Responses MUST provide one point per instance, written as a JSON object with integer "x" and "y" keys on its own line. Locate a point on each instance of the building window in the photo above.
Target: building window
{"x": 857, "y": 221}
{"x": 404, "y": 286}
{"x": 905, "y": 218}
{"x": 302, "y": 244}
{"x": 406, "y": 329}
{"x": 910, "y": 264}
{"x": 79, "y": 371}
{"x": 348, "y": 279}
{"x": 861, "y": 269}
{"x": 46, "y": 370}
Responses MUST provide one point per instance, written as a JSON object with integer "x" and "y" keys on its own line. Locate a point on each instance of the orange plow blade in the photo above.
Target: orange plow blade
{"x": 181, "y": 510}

--

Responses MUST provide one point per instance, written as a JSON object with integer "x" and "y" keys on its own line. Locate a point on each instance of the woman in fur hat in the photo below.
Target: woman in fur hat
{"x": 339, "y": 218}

---

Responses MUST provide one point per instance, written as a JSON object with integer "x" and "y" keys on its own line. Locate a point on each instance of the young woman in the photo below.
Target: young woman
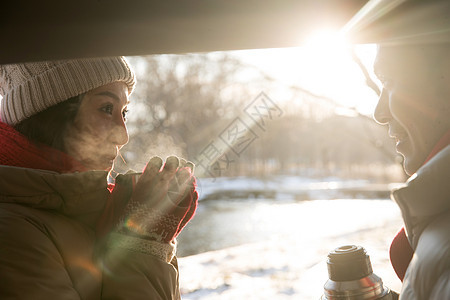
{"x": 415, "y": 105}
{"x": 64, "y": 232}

> _What the exercise asks_: Filter the entries above, copying out every line that contains the string "building".

> _Solution to this problem_:
Responses MUST provide one point per instance, written as a JSON object with integer "x" and "y" keys on its own line. Locate a point on each instance of the building window in the photo above.
Target: building window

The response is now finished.